What is needed
Reproduce the listing below word for word, with every line in its original order.

━━━

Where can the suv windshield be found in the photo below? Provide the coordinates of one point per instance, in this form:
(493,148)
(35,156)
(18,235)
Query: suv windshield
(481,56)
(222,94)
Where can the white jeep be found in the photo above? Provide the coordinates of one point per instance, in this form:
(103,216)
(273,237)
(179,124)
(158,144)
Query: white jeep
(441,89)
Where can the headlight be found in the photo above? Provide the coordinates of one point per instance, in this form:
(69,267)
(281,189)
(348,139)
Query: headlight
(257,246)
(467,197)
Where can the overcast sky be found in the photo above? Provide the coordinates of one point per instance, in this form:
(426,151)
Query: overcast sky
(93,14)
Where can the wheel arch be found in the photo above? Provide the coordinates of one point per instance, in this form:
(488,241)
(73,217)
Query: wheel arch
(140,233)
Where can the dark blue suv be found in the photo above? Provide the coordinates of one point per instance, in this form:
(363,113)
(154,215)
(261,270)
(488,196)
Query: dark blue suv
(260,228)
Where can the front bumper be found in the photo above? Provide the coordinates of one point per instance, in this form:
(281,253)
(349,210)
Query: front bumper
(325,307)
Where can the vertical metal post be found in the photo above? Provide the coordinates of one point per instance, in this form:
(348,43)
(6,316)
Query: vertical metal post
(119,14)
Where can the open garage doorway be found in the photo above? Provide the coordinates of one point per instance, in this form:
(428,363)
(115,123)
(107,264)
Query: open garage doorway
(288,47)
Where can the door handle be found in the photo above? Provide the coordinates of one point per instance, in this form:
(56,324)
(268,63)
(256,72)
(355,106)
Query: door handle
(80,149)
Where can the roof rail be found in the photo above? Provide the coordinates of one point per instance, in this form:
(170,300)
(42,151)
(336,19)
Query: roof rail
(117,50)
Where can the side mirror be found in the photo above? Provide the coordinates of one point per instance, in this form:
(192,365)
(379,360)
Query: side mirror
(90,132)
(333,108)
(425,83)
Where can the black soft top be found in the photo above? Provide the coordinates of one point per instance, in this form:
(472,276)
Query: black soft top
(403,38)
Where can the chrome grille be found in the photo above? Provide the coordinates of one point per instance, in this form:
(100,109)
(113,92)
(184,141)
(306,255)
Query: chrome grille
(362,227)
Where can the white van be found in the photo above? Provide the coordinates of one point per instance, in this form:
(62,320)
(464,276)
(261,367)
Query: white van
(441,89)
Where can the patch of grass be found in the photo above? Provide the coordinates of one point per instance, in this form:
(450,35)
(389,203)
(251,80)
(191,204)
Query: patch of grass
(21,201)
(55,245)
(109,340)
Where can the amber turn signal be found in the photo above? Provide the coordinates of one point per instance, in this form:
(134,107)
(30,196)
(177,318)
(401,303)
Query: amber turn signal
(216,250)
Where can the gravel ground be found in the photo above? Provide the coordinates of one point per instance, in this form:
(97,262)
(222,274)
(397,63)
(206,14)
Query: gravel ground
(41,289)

━━━

Exercise solution
Where can the suv windshield be found in the photo below? Provide the coordinates of one point per instance, in this form:
(493,148)
(35,156)
(18,235)
Query: suv windshield
(481,56)
(222,94)
Where can the white jeep be found in the photo above? Provide the coordinates of one point per instance, in this form:
(103,216)
(273,237)
(179,124)
(158,144)
Query: white jeep
(441,89)
Where can the headlight be found in the photo above? Provide the coordinates of one point per instance, in this form:
(69,267)
(281,189)
(348,139)
Query: headlight
(257,246)
(467,197)
Where can the overcast sky be found in the photo above? Provide the coordinates of one point per instance, in this form:
(426,151)
Query: overcast sky
(93,14)
Where can the wheel arch be found in the photo above? Provide the coordinates of one point per instance, in this form:
(488,241)
(73,217)
Query: wheel arch
(140,233)
Where can the dark blue suv be found in the photo above? Provide the coordinates of one point per instance, in this form:
(363,113)
(154,215)
(261,270)
(488,196)
Query: dark blue suv
(260,228)
Where can the front bumper be found in the photo above? Provide the coordinates of one point per instance, in this form:
(281,253)
(349,210)
Query: front bumper
(325,307)
Where can the vertical metal post be found in the photo above? Provide the coordinates of one point per instance, in this form:
(348,43)
(6,316)
Query: vertical metal post
(119,14)
Where can the open garage doorway be found in the photo above? Provide the coordinates of one point per instance, in this form:
(428,363)
(115,123)
(107,264)
Query: open garage doorway
(288,47)
Where can the door handle be found in the photo above? Provide the coordinates of one point per instance, in this form:
(56,324)
(268,63)
(256,72)
(355,106)
Query: door handle
(80,149)
Where can the roof rail be found in the photo above? Provide the coordinates of one point per instance, in this form:
(170,300)
(42,151)
(336,19)
Query: roof rail
(117,50)
Where can the side mirror be found in the photo above? Provide the coordinates of one point per instance, in this form:
(192,365)
(379,360)
Query: side mirror
(90,132)
(333,108)
(425,83)
Where can the black soft top be found in the photo above? Provide the coordinates of one point per instance, in this form:
(472,276)
Query: black soft top
(403,38)
Where can the chrome grille be found in the photo above? Provide the coordinates of one point per instance, in this form:
(100,109)
(113,92)
(184,141)
(306,255)
Query: chrome grille
(362,227)
Where can the white van be found in the photo above? Provide the coordinates of one point per instance, in this form:
(62,320)
(464,276)
(261,367)
Query: white van
(441,89)
Where can the patch of grass be found in the photo above? Provide the coordinates of one point per instance, in this form:
(450,35)
(389,203)
(251,80)
(191,204)
Query: patch of grass
(21,201)
(55,245)
(109,340)
Where can the amber turn signal be found in the photo above? Provide the coordinates of one point per instance, in this form:
(134,107)
(30,196)
(177,318)
(401,303)
Query: amber turn signal
(216,250)
Where can the gravel ground be found in the photo above? Provide the coordinates of one point per instance, in this form:
(97,262)
(222,274)
(397,63)
(206,14)
Query: gravel ground
(41,289)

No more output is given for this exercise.